Passage shown →
►

Everyone says the US dollar dominates because of the “petrodollar.”
This is wrong.
The petro-dollar didn’t create dollar dominance.
Dollar dominance created the petro-dollar.
A 🧵that debunks this petro-dollar myth
The US$ is not powerful because of oil priced in its currency
The US$ is powerful because banks all over the world create their own $, on their own balance sheets, with the tacit acceptance of Fed and US Treasury but beyond their regulatory reach.
Enter the EURO-dollar market
Petro$ story gets cause/effect backwards.
Oil producers priced barrels in $ in 1970s because an infrastructure of global $ banking was already in place.
Banks worldwide manufacture $ via lending. These are real, usable $ for trade and finance, even if they never touch US soil.
Any bank, anywhere, can expand its balance sheet and create a $ liability.
That liability becomes someone's $ asset.

◄

Information given →
►

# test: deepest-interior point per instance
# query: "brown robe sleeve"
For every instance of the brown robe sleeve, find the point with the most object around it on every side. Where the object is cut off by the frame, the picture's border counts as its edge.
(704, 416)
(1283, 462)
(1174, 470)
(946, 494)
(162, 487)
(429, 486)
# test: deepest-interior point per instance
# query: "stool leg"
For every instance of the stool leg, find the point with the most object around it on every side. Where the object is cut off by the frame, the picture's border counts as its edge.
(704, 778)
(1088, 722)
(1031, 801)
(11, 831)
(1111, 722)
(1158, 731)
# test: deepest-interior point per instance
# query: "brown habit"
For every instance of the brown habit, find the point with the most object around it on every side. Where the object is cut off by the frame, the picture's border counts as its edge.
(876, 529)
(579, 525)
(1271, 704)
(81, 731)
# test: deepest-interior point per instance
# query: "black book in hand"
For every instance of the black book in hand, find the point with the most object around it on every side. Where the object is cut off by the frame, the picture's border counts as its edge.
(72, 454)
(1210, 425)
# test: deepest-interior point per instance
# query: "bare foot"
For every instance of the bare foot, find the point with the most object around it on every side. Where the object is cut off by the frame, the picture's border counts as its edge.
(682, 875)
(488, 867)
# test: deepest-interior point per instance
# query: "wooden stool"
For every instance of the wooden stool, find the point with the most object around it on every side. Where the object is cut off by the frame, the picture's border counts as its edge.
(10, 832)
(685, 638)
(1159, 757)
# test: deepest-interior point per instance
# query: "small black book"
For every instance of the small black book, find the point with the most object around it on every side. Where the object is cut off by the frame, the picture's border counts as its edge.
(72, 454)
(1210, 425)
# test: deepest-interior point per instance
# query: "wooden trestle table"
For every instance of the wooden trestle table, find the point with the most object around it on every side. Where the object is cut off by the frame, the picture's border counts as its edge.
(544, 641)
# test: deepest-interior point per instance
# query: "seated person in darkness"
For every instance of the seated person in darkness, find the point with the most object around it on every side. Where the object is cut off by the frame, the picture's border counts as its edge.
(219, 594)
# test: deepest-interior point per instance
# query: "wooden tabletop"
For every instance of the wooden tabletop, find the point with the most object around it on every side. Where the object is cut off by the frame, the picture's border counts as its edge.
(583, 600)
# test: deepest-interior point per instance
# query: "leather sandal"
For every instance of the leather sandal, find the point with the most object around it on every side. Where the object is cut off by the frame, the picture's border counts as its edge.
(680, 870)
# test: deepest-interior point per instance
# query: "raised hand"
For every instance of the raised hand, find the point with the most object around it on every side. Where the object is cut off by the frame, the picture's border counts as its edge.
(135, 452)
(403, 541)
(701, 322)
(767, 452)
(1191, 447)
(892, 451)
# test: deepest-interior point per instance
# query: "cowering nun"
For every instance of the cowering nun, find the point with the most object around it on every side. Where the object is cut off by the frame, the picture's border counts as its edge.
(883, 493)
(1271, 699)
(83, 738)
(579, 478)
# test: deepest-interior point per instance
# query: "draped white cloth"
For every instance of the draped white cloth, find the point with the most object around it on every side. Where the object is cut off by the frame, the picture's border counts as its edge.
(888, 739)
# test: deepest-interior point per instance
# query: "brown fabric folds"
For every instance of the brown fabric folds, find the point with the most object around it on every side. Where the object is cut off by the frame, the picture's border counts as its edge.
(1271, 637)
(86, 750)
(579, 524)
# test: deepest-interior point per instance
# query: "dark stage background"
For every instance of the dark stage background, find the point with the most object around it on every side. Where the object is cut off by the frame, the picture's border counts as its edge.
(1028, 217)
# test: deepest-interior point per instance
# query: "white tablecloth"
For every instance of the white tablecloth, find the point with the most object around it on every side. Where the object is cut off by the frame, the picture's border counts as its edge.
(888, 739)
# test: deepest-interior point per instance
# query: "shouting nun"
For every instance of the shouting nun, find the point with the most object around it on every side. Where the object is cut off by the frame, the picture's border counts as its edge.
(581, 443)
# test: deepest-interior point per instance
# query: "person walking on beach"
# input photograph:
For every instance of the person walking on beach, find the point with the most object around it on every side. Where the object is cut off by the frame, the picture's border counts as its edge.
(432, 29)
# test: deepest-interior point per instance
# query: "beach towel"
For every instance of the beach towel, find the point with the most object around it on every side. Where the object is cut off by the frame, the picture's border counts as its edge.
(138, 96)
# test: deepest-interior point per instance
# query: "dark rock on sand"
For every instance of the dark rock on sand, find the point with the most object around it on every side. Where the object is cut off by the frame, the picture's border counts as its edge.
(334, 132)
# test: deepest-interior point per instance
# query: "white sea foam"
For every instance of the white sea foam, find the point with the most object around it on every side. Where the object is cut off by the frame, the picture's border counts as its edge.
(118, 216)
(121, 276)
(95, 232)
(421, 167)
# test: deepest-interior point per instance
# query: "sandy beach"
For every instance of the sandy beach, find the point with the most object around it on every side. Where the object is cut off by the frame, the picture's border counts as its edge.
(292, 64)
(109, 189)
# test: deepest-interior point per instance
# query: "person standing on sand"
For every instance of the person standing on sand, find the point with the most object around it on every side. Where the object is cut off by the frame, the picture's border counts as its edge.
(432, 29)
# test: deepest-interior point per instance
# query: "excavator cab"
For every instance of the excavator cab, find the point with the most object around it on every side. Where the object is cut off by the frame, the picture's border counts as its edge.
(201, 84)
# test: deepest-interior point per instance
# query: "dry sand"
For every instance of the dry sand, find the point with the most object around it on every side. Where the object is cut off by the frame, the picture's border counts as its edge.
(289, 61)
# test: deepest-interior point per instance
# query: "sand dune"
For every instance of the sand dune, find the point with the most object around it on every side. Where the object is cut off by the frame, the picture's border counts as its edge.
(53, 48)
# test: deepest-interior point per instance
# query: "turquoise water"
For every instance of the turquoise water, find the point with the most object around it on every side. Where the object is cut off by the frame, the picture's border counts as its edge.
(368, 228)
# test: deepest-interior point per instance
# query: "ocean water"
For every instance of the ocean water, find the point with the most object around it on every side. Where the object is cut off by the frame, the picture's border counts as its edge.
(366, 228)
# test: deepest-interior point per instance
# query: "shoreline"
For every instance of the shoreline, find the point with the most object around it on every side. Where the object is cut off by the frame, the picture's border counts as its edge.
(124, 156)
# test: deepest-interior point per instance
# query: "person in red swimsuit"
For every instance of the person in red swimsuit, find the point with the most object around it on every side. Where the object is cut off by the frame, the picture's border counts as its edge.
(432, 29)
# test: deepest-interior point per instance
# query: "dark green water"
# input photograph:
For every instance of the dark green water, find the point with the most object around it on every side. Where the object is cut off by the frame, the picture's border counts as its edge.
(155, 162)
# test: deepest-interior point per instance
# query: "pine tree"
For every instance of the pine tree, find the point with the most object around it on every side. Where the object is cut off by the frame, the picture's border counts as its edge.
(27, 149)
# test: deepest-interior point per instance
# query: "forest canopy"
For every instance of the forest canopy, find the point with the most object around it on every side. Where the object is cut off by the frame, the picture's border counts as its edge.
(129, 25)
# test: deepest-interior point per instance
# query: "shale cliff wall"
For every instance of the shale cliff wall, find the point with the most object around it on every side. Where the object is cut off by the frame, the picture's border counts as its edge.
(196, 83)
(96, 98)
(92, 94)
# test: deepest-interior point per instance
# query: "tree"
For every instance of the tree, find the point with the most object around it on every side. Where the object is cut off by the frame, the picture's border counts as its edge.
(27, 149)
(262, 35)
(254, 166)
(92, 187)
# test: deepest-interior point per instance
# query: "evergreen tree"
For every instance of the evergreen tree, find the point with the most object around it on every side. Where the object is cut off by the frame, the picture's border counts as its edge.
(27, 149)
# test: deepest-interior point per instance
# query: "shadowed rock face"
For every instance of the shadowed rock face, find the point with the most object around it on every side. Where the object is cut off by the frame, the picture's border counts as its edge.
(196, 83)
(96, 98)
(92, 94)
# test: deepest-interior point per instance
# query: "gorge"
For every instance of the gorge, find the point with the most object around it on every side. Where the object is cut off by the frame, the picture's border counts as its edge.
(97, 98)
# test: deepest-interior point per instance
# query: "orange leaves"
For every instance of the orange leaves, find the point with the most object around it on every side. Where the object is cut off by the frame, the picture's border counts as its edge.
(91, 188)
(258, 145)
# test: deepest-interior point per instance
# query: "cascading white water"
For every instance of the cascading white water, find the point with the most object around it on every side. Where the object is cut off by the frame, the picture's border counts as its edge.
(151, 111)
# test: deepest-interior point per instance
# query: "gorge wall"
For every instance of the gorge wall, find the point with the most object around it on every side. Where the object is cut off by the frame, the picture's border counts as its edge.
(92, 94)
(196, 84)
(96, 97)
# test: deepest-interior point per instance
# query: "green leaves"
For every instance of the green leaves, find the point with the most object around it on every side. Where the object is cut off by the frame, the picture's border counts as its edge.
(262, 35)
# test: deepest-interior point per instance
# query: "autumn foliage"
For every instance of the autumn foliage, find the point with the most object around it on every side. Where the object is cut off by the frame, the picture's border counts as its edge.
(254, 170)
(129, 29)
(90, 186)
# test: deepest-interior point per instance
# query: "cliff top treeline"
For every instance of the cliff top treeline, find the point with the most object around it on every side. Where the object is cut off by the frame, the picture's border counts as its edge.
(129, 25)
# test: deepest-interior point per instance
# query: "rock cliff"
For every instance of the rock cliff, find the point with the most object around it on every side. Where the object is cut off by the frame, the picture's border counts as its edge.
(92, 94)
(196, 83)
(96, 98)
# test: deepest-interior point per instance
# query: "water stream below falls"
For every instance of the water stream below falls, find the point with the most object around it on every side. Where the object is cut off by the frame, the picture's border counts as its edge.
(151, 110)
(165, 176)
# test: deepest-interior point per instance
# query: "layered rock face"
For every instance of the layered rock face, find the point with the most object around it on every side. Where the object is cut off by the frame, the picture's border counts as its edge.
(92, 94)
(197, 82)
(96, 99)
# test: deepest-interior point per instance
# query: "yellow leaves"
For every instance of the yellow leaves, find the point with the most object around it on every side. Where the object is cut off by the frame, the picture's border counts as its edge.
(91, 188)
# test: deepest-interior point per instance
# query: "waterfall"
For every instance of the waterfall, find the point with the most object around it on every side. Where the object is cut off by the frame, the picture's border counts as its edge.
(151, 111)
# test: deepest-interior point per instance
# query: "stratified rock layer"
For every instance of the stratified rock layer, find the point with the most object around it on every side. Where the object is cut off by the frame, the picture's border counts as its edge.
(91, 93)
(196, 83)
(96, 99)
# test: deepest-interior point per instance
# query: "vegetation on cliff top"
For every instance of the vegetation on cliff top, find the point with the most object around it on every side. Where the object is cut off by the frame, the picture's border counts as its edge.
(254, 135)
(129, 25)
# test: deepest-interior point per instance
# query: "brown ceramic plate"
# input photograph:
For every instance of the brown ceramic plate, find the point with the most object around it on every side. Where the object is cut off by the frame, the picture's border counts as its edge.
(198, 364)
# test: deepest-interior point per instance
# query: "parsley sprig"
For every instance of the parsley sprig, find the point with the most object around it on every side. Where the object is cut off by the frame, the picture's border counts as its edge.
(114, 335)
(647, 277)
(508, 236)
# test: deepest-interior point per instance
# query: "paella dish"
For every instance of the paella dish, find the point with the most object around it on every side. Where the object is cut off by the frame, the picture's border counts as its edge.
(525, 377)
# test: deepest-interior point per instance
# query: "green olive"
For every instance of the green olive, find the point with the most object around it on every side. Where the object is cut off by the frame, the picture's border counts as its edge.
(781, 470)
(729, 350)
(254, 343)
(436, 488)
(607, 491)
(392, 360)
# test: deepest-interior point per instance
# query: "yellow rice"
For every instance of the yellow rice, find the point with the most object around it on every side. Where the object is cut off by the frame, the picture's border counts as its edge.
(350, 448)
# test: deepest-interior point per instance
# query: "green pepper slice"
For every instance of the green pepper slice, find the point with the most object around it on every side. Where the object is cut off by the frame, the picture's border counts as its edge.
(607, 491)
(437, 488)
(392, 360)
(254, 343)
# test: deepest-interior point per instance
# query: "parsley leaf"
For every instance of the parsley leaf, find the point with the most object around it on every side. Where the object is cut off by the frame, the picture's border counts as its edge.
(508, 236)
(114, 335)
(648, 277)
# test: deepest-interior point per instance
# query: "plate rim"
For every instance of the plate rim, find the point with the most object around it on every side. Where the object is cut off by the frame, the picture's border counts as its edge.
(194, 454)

◄

Task set →
[A] Name every institution or group of actors that the thread on dollar dominance mentions.
[B] Reproduce the part of the thread on dollar dominance that begins at the words "The petro-dollar didn’t" and stops after "someone's $ asset.", character for character.
Leave the listing out of this work entirely.

Solutions by task →
[A]
- The Fed
- The US Treasury
- Banks
- Oil producers

[B]
The petro-dollar didn’t create dollar dominance.
Dollar dominance created the petro-dollar.
A 🧵that debunks this petro-dollar myth
The US$ is not powerful because of oil priced in its currency
The US$ is powerful because banks all over the world create their own $, on their own balance sheets, with the tacit acceptance of Fed and US Treasury but beyond their regulatory reach.
Enter the EURO-dollar market
Petro$ story gets cause/effect backwards.
Oil producers priced barrels in $ in 1970s because an infrastructure of global $ banking was already in place.
Banks worldwide manufacture $ via lending. These are real, usable $ for trade and finance, even if they never touch US soil.
Any bank, anywhere, can expand its balance sheet and create a $ liability.
That liability becomes someone's $ asset.